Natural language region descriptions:
•••••
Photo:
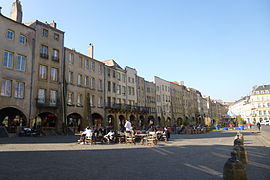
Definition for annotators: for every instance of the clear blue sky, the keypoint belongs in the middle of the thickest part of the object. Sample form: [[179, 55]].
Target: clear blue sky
[[220, 47]]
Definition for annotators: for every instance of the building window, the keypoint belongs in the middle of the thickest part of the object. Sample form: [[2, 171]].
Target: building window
[[70, 98], [79, 79], [118, 76], [109, 101], [79, 100], [55, 55], [6, 88], [92, 100], [44, 51], [56, 36], [70, 77], [124, 78], [22, 39], [10, 35], [42, 72], [92, 85], [86, 64], [41, 96], [129, 90], [8, 59], [123, 90], [93, 66], [21, 62], [54, 74], [19, 91], [109, 72], [71, 58], [100, 84], [100, 68], [53, 95], [86, 81], [45, 33], [100, 101], [118, 89], [81, 62], [109, 86], [114, 87]]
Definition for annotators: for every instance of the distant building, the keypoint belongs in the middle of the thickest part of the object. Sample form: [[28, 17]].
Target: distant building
[[254, 107], [56, 89]]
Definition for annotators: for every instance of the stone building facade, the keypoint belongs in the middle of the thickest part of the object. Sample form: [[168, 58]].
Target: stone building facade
[[84, 90], [57, 89], [17, 46]]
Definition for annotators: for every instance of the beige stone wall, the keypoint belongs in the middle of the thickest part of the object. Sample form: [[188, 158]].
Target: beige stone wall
[[164, 105], [13, 74], [48, 84], [150, 93], [84, 88]]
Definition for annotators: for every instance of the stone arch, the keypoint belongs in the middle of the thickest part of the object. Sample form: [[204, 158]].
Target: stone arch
[[45, 120], [74, 121], [132, 119], [168, 121], [179, 121], [96, 120], [12, 118], [111, 121], [121, 121], [159, 121], [141, 121]]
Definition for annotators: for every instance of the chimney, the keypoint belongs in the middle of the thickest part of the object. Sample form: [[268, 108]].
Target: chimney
[[91, 50], [16, 11], [53, 24]]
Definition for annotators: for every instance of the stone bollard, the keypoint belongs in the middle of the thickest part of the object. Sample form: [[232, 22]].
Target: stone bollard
[[233, 169], [241, 153], [236, 142], [240, 136]]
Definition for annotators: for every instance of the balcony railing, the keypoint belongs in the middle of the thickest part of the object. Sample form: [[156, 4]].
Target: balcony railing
[[47, 103], [127, 107], [55, 58], [44, 55]]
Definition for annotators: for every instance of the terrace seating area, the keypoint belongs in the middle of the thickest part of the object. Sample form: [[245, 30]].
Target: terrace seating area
[[140, 137]]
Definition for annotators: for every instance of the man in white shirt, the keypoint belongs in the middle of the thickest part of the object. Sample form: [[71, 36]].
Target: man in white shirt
[[109, 136], [128, 126], [87, 134]]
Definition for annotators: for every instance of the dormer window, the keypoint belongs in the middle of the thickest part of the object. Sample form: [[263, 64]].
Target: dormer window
[[22, 39], [45, 33], [10, 35], [56, 36]]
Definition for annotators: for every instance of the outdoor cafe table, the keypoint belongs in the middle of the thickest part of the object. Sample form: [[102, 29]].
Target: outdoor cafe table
[[141, 136]]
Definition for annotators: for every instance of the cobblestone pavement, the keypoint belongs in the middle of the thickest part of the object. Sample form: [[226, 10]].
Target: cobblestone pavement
[[184, 157]]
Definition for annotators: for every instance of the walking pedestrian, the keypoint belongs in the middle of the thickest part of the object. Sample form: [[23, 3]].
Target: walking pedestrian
[[259, 126]]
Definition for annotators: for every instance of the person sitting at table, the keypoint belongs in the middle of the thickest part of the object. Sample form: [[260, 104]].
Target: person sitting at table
[[86, 134], [109, 137], [128, 126]]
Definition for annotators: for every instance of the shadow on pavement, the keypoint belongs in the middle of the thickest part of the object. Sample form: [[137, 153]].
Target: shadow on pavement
[[159, 163]]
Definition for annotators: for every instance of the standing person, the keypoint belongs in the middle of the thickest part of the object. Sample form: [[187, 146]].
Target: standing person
[[259, 126], [128, 126]]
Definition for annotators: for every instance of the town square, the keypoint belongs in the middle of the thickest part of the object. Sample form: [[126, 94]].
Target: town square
[[125, 90]]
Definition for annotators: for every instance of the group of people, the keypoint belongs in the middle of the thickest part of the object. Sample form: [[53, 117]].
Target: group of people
[[193, 127], [258, 125], [107, 135]]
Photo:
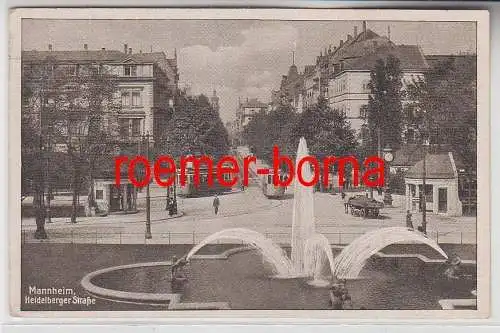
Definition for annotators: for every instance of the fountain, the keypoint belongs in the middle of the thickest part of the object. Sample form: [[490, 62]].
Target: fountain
[[349, 263], [303, 226], [316, 249], [308, 248], [271, 252], [303, 233]]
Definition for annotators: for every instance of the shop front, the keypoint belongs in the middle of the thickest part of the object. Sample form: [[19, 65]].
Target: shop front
[[115, 199], [441, 186]]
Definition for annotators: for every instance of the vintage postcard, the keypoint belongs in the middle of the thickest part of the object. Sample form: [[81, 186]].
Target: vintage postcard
[[230, 163]]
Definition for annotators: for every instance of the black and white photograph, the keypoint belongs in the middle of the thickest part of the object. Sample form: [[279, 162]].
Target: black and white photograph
[[319, 161]]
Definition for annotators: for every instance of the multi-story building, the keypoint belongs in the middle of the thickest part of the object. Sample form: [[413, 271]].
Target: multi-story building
[[140, 103], [342, 73], [146, 84], [352, 62], [214, 101], [291, 88], [247, 110]]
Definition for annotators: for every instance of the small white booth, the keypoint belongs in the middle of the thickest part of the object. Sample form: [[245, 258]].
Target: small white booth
[[441, 189]]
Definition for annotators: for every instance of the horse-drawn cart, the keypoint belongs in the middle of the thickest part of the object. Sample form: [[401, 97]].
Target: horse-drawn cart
[[362, 206]]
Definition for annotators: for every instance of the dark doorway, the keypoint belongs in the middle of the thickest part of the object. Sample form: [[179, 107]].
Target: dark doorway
[[443, 200], [114, 198]]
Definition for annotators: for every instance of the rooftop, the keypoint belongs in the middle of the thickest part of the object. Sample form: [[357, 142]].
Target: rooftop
[[253, 103], [438, 166], [83, 56]]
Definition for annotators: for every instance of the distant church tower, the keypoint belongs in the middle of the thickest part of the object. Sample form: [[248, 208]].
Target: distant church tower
[[214, 100]]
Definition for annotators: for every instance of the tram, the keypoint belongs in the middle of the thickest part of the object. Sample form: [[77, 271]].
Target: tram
[[190, 189], [268, 187]]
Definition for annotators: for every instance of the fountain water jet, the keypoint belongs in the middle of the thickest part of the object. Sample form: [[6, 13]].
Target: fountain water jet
[[303, 226], [271, 252], [349, 263]]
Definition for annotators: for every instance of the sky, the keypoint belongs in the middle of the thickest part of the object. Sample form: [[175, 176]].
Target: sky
[[237, 58]]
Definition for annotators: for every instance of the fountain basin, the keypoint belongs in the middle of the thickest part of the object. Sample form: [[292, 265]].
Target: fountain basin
[[244, 281]]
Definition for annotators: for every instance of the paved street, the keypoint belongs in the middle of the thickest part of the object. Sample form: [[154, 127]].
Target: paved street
[[243, 209]]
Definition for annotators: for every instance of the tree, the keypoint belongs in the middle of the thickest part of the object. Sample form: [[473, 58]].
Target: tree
[[327, 131], [267, 130], [384, 109], [444, 105], [77, 111], [195, 128]]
•••••
Where the line containing "form: [[357, 142]]." appears, start copying, and go on exactly through the last line of the data.

Definition for annotators: for every instance of the rooftop, the keypoint belongs in the middle of the thickest part of the object. Sample form: [[357, 142]].
Target: rooftop
[[253, 103], [438, 166], [83, 56]]
Definition for annotators: for every instance of the distant church tower, the keypoint belongs in the middle of the thickest part of the object. Sample form: [[248, 208]].
Target: distant church tower
[[214, 100]]
Definition for annotators: for every instance of the tram, the keypoint belongs in the middle of the thickest part of the object. Sample form: [[77, 271]].
Target: tram
[[190, 189], [268, 187]]
Definition for annotators: for every instance of the fountain water jet, the keypoint belongs in the middle of the thickest part of the object. Sample form: [[6, 13]].
Target: fountain water jet
[[303, 226], [271, 252], [349, 263]]
Definition for annotators: for every instance of the sky, the keypoint belongs in the middle of the thickest part of the object. Sample form: [[175, 176]].
Target: sky
[[237, 58]]
Definition for annotators: for every instance of the fountain basin, the keypoint belongs in the middle of the thickest part of the object. Sample form: [[292, 265]].
Target: fountain basin
[[244, 281]]
Definition for annotators: for every instance of the paved street, the keypoint belongs in the middle of the thickest part of the object. Sample form: [[154, 127]].
Target: paved street
[[243, 209]]
Definition for annotators: for every instance of the tree, the keypoint belongs in the middle of the thickest part of the object. Sample form: [[473, 58]].
Target: tree
[[327, 131], [267, 130], [384, 109], [444, 105], [77, 111], [195, 128]]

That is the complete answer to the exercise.